• **Work required**: Where does the string "electrical" occur in the records? Copy each line that holds it.

---------- Records for the exercise ----------

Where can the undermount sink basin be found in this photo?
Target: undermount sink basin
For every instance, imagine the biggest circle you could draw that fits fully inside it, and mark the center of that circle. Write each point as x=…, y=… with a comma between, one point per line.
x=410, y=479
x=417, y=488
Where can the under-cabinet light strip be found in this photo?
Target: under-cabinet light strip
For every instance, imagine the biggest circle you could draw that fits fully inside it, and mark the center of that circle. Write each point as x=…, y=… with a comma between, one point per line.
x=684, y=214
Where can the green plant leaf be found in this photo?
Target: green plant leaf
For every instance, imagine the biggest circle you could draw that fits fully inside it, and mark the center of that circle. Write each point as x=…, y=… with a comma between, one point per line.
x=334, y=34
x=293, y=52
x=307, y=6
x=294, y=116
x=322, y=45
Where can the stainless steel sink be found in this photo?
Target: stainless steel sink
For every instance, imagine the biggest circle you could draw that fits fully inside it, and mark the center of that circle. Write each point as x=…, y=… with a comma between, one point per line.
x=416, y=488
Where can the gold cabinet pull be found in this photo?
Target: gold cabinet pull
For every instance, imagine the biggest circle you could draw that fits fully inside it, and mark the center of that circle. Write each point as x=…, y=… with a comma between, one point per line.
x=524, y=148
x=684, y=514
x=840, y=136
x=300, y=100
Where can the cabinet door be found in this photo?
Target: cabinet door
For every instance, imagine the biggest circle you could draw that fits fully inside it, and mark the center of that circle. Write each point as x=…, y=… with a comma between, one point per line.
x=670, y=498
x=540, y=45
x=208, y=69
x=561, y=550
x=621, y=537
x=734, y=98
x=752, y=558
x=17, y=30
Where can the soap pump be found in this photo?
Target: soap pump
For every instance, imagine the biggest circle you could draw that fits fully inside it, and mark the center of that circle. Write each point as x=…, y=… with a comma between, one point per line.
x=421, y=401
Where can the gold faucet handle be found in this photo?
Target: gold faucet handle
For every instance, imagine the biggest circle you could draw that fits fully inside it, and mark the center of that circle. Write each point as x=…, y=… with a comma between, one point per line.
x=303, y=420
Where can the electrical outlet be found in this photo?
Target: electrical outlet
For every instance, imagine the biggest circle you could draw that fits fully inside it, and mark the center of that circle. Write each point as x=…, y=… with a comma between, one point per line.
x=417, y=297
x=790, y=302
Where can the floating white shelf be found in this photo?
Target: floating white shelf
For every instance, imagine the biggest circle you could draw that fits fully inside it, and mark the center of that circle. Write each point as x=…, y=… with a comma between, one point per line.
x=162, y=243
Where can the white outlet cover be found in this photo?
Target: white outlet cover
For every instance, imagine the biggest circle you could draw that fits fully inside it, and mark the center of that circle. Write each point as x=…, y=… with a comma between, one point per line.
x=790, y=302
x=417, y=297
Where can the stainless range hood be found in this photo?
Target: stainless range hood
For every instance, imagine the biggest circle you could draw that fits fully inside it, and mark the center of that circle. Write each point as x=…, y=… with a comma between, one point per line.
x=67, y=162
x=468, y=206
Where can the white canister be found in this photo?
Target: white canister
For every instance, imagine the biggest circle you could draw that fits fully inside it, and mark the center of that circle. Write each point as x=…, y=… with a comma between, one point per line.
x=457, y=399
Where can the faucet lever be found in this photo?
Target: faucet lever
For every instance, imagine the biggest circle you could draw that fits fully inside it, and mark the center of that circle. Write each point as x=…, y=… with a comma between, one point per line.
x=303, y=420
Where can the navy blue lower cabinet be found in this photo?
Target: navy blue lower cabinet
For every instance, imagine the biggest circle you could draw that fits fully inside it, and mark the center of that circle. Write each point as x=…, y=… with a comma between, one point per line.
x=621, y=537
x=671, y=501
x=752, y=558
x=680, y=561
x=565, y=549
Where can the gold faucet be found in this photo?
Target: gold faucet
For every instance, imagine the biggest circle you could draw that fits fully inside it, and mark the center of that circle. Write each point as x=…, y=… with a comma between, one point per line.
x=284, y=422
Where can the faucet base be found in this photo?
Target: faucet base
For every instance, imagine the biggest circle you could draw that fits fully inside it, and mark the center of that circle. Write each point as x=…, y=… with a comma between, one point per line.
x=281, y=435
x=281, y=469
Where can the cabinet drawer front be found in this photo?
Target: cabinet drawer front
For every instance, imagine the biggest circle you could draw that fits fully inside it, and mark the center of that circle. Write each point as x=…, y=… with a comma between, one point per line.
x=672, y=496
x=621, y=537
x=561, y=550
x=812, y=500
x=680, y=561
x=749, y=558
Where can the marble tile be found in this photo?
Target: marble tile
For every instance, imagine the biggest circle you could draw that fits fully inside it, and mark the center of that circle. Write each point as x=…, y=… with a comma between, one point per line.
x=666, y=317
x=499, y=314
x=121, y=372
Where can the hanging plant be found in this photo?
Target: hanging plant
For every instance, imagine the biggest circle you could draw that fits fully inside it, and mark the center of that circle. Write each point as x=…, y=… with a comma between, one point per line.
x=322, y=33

----------

• **Written response**:
Where can the electrical outlet be found in this photo?
Target: electrical outlet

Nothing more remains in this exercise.